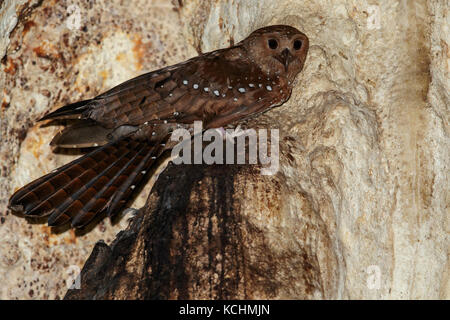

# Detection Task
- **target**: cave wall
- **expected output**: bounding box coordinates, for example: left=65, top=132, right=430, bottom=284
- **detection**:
left=0, top=0, right=448, bottom=299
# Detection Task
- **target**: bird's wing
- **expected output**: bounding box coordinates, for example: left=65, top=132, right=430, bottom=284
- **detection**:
left=41, top=47, right=283, bottom=143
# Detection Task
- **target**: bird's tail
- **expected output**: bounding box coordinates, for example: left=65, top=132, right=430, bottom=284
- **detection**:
left=8, top=136, right=168, bottom=228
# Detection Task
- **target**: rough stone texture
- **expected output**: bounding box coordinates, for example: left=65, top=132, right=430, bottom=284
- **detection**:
left=0, top=0, right=196, bottom=300
left=1, top=0, right=448, bottom=299
left=65, top=160, right=335, bottom=299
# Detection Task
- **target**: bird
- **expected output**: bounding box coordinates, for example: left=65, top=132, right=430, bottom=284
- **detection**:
left=8, top=25, right=309, bottom=228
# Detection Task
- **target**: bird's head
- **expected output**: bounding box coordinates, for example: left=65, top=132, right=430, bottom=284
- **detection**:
left=241, top=25, right=309, bottom=81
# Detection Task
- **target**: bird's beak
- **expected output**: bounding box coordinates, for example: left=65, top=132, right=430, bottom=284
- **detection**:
left=275, top=48, right=294, bottom=72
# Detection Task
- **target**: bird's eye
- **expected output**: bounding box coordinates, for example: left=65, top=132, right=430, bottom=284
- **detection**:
left=293, top=39, right=302, bottom=50
left=268, top=39, right=278, bottom=49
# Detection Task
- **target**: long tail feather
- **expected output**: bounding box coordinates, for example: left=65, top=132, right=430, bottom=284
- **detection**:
left=9, top=136, right=168, bottom=228
left=45, top=142, right=143, bottom=226
left=8, top=143, right=125, bottom=213
left=105, top=144, right=159, bottom=217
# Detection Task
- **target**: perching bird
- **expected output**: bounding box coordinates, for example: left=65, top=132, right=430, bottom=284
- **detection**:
left=9, top=25, right=309, bottom=228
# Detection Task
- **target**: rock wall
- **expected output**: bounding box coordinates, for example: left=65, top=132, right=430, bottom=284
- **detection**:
left=0, top=0, right=448, bottom=299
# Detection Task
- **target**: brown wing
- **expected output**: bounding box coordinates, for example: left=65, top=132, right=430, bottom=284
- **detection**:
left=44, top=46, right=288, bottom=138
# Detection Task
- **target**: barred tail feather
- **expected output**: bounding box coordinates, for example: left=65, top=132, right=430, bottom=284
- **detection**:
left=9, top=136, right=167, bottom=228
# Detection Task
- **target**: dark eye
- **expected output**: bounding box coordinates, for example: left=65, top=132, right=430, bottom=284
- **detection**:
left=268, top=39, right=278, bottom=49
left=293, top=39, right=302, bottom=50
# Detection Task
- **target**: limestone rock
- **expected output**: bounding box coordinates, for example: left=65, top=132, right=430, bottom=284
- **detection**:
left=0, top=0, right=448, bottom=299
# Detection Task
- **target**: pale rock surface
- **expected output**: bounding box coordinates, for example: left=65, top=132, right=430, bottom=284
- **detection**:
left=0, top=0, right=448, bottom=299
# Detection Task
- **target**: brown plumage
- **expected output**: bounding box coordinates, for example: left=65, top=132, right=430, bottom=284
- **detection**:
left=9, top=25, right=309, bottom=228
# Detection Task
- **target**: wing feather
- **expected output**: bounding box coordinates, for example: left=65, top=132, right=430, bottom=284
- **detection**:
left=43, top=45, right=284, bottom=133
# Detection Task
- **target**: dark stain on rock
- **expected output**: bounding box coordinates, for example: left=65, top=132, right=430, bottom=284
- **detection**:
left=22, top=20, right=36, bottom=36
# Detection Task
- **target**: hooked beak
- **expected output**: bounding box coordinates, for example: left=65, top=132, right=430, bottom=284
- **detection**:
left=275, top=48, right=294, bottom=72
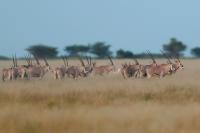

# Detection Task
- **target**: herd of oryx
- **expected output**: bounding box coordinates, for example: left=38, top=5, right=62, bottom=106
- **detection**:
left=1, top=51, right=184, bottom=82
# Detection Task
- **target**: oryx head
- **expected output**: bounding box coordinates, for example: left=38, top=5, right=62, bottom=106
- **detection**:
left=171, top=54, right=184, bottom=71
left=175, top=58, right=184, bottom=70
left=79, top=56, right=94, bottom=74
left=85, top=56, right=93, bottom=72
left=121, top=63, right=128, bottom=69
left=92, top=62, right=96, bottom=67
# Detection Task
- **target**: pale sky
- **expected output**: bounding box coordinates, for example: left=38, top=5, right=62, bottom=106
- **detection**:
left=0, top=0, right=200, bottom=57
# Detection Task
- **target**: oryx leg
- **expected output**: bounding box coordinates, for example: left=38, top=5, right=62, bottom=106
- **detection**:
left=8, top=72, right=12, bottom=80
left=159, top=71, right=165, bottom=78
left=39, top=70, right=45, bottom=79
left=53, top=71, right=58, bottom=80
left=58, top=71, right=64, bottom=80
left=134, top=70, right=140, bottom=78
left=146, top=71, right=152, bottom=79
left=121, top=70, right=127, bottom=79
left=21, top=69, right=27, bottom=79
left=2, top=73, right=5, bottom=82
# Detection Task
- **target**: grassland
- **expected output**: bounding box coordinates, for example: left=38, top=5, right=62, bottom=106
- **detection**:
left=0, top=59, right=200, bottom=133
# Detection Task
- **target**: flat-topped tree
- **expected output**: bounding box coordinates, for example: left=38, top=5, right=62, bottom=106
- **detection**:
left=90, top=42, right=112, bottom=58
left=163, top=38, right=187, bottom=57
left=64, top=44, right=90, bottom=57
left=191, top=47, right=200, bottom=57
left=26, top=44, right=58, bottom=58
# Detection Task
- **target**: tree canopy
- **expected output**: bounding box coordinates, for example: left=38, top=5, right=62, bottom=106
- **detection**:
left=162, top=38, right=187, bottom=57
left=116, top=49, right=134, bottom=58
left=191, top=47, right=200, bottom=57
left=90, top=42, right=112, bottom=58
left=26, top=44, right=58, bottom=58
left=64, top=44, right=90, bottom=57
left=1, top=37, right=195, bottom=59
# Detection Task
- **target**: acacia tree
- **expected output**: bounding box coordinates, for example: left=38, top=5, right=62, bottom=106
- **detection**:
left=163, top=38, right=187, bottom=57
left=116, top=49, right=134, bottom=58
left=26, top=44, right=58, bottom=58
left=64, top=44, right=90, bottom=57
left=90, top=42, right=112, bottom=58
left=191, top=47, right=200, bottom=57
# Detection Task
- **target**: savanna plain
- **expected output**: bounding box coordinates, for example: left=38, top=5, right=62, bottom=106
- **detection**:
left=0, top=59, right=200, bottom=133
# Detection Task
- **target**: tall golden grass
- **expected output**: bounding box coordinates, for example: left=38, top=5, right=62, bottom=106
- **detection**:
left=0, top=59, right=200, bottom=133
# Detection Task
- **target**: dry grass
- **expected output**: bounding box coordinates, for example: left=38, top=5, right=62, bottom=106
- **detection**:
left=0, top=59, right=200, bottom=133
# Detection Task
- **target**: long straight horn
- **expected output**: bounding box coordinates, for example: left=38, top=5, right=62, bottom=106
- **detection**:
left=65, top=56, right=69, bottom=66
left=15, top=54, right=18, bottom=67
left=25, top=55, right=30, bottom=65
left=29, top=54, right=33, bottom=66
left=175, top=54, right=181, bottom=62
left=86, top=56, right=89, bottom=65
left=160, top=50, right=172, bottom=64
left=108, top=56, right=114, bottom=65
left=12, top=55, right=15, bottom=67
left=43, top=58, right=49, bottom=66
left=132, top=53, right=139, bottom=65
left=27, top=54, right=31, bottom=65
left=165, top=53, right=175, bottom=63
left=133, top=58, right=139, bottom=65
left=33, top=55, right=40, bottom=65
left=79, top=57, right=85, bottom=67
left=89, top=57, right=92, bottom=65
left=62, top=56, right=66, bottom=67
left=167, top=54, right=173, bottom=60
left=147, top=50, right=156, bottom=64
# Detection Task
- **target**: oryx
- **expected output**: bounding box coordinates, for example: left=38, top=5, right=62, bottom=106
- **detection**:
left=145, top=51, right=174, bottom=79
left=120, top=57, right=142, bottom=79
left=160, top=51, right=184, bottom=75
left=2, top=55, right=26, bottom=81
left=63, top=57, right=90, bottom=79
left=25, top=55, right=51, bottom=79
left=52, top=56, right=69, bottom=80
left=92, top=56, right=116, bottom=75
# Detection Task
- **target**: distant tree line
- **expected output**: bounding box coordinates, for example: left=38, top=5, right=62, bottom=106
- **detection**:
left=63, top=42, right=112, bottom=58
left=1, top=37, right=200, bottom=60
left=0, top=55, right=9, bottom=60
left=25, top=42, right=112, bottom=59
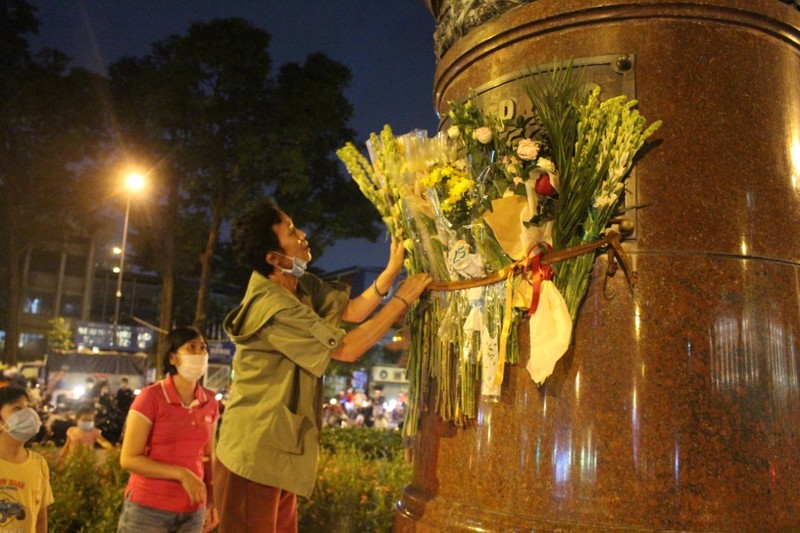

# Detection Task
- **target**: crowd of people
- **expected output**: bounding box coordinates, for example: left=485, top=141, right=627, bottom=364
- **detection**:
left=322, top=387, right=407, bottom=430
left=0, top=196, right=430, bottom=533
left=0, top=326, right=218, bottom=533
left=22, top=374, right=135, bottom=448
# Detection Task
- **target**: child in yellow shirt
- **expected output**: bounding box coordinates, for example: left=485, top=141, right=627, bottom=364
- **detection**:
left=0, top=386, right=53, bottom=533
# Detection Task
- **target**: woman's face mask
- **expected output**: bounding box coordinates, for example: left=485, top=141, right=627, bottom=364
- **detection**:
left=176, top=353, right=209, bottom=382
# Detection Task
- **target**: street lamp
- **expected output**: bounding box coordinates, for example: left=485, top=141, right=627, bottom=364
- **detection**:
left=112, top=171, right=145, bottom=346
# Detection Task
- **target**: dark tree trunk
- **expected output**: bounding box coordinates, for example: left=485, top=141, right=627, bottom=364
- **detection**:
left=193, top=212, right=221, bottom=333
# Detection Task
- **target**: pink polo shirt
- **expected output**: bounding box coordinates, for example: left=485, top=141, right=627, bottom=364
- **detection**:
left=124, top=374, right=219, bottom=513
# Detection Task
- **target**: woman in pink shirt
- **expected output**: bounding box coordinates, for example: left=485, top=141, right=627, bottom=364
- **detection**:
left=117, top=326, right=220, bottom=533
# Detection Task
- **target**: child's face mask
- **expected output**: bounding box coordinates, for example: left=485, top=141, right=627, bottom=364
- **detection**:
left=1, top=408, right=42, bottom=442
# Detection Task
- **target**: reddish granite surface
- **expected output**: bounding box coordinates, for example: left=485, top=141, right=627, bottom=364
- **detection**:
left=397, top=1, right=800, bottom=531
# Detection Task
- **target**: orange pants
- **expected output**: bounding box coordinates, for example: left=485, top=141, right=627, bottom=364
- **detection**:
left=213, top=458, right=298, bottom=533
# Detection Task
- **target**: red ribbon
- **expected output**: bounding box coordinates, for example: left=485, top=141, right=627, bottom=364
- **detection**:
left=527, top=244, right=553, bottom=317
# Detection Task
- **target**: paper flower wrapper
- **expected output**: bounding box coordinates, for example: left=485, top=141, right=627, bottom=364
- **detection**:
left=526, top=280, right=572, bottom=384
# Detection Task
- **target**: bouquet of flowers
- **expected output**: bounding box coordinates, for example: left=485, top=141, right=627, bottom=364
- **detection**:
left=337, top=63, right=661, bottom=436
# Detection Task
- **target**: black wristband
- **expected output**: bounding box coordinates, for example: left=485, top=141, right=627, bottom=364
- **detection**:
left=393, top=293, right=410, bottom=310
left=373, top=280, right=389, bottom=298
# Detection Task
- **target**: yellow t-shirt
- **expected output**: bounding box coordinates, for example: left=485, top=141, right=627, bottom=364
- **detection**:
left=0, top=450, right=54, bottom=533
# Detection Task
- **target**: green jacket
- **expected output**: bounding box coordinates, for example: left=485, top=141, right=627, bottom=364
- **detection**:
left=216, top=271, right=350, bottom=497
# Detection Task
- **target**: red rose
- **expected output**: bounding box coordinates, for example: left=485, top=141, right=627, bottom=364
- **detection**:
left=534, top=173, right=556, bottom=196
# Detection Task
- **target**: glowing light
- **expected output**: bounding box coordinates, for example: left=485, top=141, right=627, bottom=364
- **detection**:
left=114, top=170, right=147, bottom=331
left=634, top=304, right=641, bottom=339
left=113, top=266, right=121, bottom=273
left=134, top=389, right=142, bottom=395
left=125, top=171, right=146, bottom=191
left=112, top=246, right=122, bottom=255
left=215, top=393, right=223, bottom=401
left=72, top=386, right=85, bottom=398
left=740, top=240, right=748, bottom=256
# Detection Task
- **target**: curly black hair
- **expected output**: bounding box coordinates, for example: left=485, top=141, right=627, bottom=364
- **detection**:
left=231, top=197, right=284, bottom=277
left=162, top=326, right=206, bottom=376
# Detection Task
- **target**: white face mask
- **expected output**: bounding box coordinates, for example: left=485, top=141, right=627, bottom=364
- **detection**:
left=176, top=353, right=208, bottom=382
left=275, top=253, right=308, bottom=278
left=1, top=407, right=42, bottom=442
left=78, top=420, right=95, bottom=431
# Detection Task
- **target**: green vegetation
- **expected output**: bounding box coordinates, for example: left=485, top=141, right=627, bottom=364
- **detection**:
left=300, top=429, right=411, bottom=532
left=38, top=445, right=127, bottom=533
left=39, top=428, right=410, bottom=532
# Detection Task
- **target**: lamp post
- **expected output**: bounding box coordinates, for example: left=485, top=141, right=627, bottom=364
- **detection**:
left=112, top=172, right=145, bottom=348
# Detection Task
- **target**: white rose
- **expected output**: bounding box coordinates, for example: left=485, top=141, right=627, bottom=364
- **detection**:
left=517, top=139, right=540, bottom=160
left=447, top=125, right=460, bottom=139
left=536, top=157, right=556, bottom=174
left=473, top=126, right=493, bottom=144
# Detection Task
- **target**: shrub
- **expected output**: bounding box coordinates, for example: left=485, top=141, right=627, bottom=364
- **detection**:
left=320, top=427, right=404, bottom=459
left=41, top=428, right=410, bottom=532
left=299, top=430, right=411, bottom=532
left=38, top=444, right=128, bottom=532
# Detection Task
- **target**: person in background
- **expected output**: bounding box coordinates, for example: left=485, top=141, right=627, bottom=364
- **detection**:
left=59, top=404, right=114, bottom=460
left=371, top=386, right=388, bottom=430
left=97, top=381, right=114, bottom=408
left=27, top=379, right=43, bottom=410
left=0, top=386, right=53, bottom=533
left=117, top=326, right=220, bottom=533
left=116, top=377, right=135, bottom=415
left=214, top=197, right=431, bottom=532
left=83, top=377, right=97, bottom=401
left=113, top=377, right=136, bottom=444
left=357, top=395, right=374, bottom=428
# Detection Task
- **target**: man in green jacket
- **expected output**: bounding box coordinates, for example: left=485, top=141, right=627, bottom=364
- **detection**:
left=214, top=197, right=431, bottom=533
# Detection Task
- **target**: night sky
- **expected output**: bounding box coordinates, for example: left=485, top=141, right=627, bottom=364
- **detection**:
left=29, top=1, right=440, bottom=272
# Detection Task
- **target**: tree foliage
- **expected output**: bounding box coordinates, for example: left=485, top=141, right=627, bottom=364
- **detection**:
left=1, top=1, right=109, bottom=363
left=1, top=7, right=385, bottom=361
left=270, top=53, right=381, bottom=250
left=109, top=18, right=381, bottom=333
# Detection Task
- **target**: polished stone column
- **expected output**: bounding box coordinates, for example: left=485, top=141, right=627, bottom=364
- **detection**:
left=396, top=1, right=800, bottom=530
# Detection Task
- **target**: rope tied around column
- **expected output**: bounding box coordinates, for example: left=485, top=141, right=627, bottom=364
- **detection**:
left=426, top=230, right=637, bottom=298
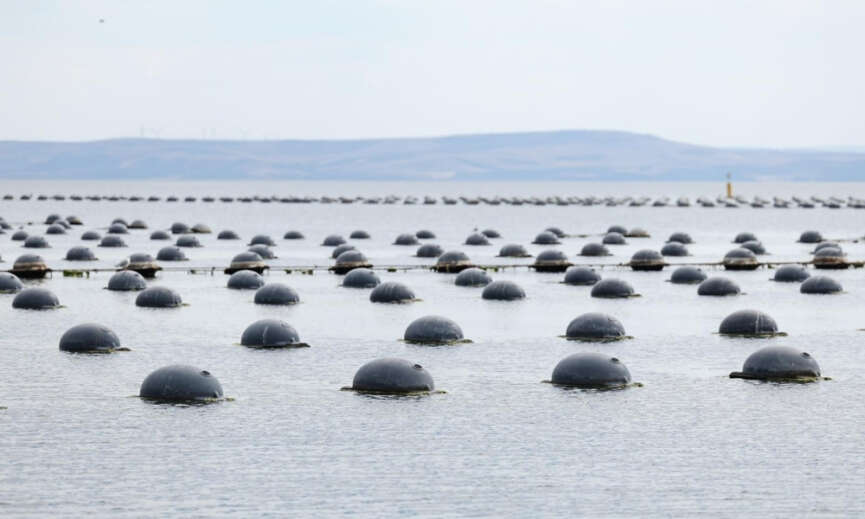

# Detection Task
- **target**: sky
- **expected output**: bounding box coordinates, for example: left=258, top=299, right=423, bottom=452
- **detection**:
left=1, top=0, right=864, bottom=148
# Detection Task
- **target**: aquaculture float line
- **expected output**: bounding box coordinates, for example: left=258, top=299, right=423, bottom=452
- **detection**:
left=7, top=259, right=865, bottom=279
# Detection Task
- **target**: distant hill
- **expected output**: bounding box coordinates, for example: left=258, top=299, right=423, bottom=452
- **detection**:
left=0, top=130, right=863, bottom=181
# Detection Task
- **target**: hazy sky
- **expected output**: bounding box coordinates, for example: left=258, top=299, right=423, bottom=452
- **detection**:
left=2, top=0, right=864, bottom=148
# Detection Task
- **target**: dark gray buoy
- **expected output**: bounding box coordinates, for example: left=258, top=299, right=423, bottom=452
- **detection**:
left=0, top=272, right=23, bottom=293
left=729, top=346, right=821, bottom=381
left=532, top=231, right=560, bottom=245
left=740, top=240, right=766, bottom=255
left=579, top=243, right=610, bottom=257
left=497, top=243, right=531, bottom=257
left=107, top=270, right=147, bottom=291
left=719, top=309, right=780, bottom=337
left=45, top=214, right=62, bottom=224
left=403, top=315, right=465, bottom=344
left=590, top=278, right=635, bottom=298
left=733, top=232, right=758, bottom=244
left=772, top=265, right=810, bottom=282
left=369, top=282, right=416, bottom=303
left=607, top=225, right=627, bottom=234
left=99, top=235, right=127, bottom=248
left=464, top=233, right=490, bottom=246
left=813, top=242, right=839, bottom=253
left=660, top=242, right=689, bottom=257
left=59, top=323, right=122, bottom=353
left=563, top=267, right=601, bottom=286
left=150, top=230, right=171, bottom=240
left=322, top=234, right=346, bottom=246
left=170, top=222, right=190, bottom=234
left=191, top=223, right=211, bottom=234
left=175, top=235, right=202, bottom=248
left=723, top=248, right=759, bottom=270
left=139, top=365, right=223, bottom=402
left=545, top=226, right=566, bottom=238
left=129, top=219, right=148, bottom=229
left=416, top=243, right=444, bottom=258
left=227, top=269, right=265, bottom=289
left=350, top=358, right=435, bottom=394
left=798, top=230, right=823, bottom=243
left=667, top=232, right=693, bottom=244
left=342, top=268, right=380, bottom=288
left=813, top=246, right=848, bottom=269
left=254, top=283, right=300, bottom=305
left=135, top=286, right=182, bottom=308
left=12, top=287, right=60, bottom=309
left=248, top=244, right=275, bottom=259
left=156, top=246, right=187, bottom=261
left=800, top=275, right=842, bottom=294
left=125, top=253, right=162, bottom=278
left=107, top=223, right=128, bottom=234
left=218, top=230, right=240, bottom=240
left=481, top=229, right=501, bottom=238
left=330, top=244, right=356, bottom=259
left=81, top=230, right=101, bottom=241
left=433, top=250, right=473, bottom=273
left=602, top=232, right=626, bottom=245
left=629, top=249, right=665, bottom=271
left=350, top=230, right=370, bottom=239
left=46, top=224, right=66, bottom=235
left=394, top=233, right=419, bottom=246
left=551, top=353, right=632, bottom=389
left=332, top=250, right=372, bottom=274
left=249, top=234, right=275, bottom=246
left=670, top=266, right=707, bottom=284
left=532, top=249, right=572, bottom=272
left=11, top=230, right=28, bottom=241
left=415, top=230, right=436, bottom=239
left=454, top=267, right=492, bottom=287
left=697, top=277, right=741, bottom=296
left=65, top=246, right=97, bottom=261
left=565, top=313, right=627, bottom=341
left=11, top=254, right=50, bottom=279
left=283, top=230, right=304, bottom=240
left=481, top=280, right=526, bottom=301
left=23, top=235, right=50, bottom=248
left=241, top=319, right=308, bottom=348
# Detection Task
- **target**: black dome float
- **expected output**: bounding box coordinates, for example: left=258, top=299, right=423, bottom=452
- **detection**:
left=23, top=235, right=50, bottom=248
left=722, top=248, right=759, bottom=270
left=99, top=235, right=127, bottom=248
left=697, top=277, right=741, bottom=296
left=150, top=230, right=171, bottom=240
left=331, top=250, right=372, bottom=275
left=135, top=286, right=183, bottom=308
left=464, top=233, right=490, bottom=246
left=107, top=270, right=147, bottom=291
left=798, top=230, right=823, bottom=243
left=156, top=246, right=188, bottom=262
left=563, top=267, right=601, bottom=286
left=564, top=313, right=629, bottom=342
left=532, top=231, right=560, bottom=245
left=0, top=272, right=24, bottom=293
left=772, top=265, right=810, bottom=282
left=330, top=244, right=356, bottom=259
left=124, top=253, right=162, bottom=278
left=667, top=232, right=693, bottom=244
left=669, top=266, right=706, bottom=284
left=800, top=275, right=842, bottom=294
left=282, top=230, right=304, bottom=240
left=629, top=249, right=666, bottom=271
left=733, top=231, right=758, bottom=244
left=349, top=230, right=370, bottom=239
left=415, top=229, right=436, bottom=239
left=12, top=287, right=60, bottom=310
left=107, top=223, right=128, bottom=234
left=718, top=310, right=782, bottom=337
left=254, top=283, right=300, bottom=305
left=170, top=222, right=190, bottom=235
left=813, top=246, right=848, bottom=270
left=217, top=230, right=240, bottom=240
left=139, top=365, right=224, bottom=402
left=10, top=254, right=50, bottom=279
left=416, top=243, right=444, bottom=258
left=602, top=232, right=626, bottom=245
left=227, top=270, right=265, bottom=290
left=531, top=249, right=572, bottom=273
left=590, top=278, right=636, bottom=298
left=322, top=234, right=346, bottom=247
left=248, top=244, right=276, bottom=259
left=241, top=319, right=309, bottom=348
left=342, top=268, right=380, bottom=288
left=403, top=315, right=468, bottom=345
left=369, top=282, right=416, bottom=303
left=729, top=346, right=822, bottom=382
left=347, top=358, right=435, bottom=394
left=65, top=246, right=97, bottom=261
left=59, top=323, right=123, bottom=353
left=175, top=235, right=202, bottom=248
left=579, top=243, right=611, bottom=257
left=481, top=280, right=526, bottom=301
left=550, top=352, right=633, bottom=389
left=606, top=225, right=627, bottom=235
left=81, top=230, right=101, bottom=241
left=433, top=250, right=474, bottom=273
left=249, top=234, right=276, bottom=246
left=454, top=267, right=492, bottom=287
left=393, top=233, right=419, bottom=246
left=740, top=240, right=766, bottom=255
left=481, top=229, right=501, bottom=238
left=497, top=243, right=531, bottom=258
left=660, top=242, right=689, bottom=257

-------------------------

▸ ACTIVITY: Go through the entries above, and wherever a line holds the word "oryx", copy that line.

▸ SOLUTION TO THIS TASK:
- **target**: herd of oryx
- **target**: oryx head
- **target**: oryx leg
- **target**: oryx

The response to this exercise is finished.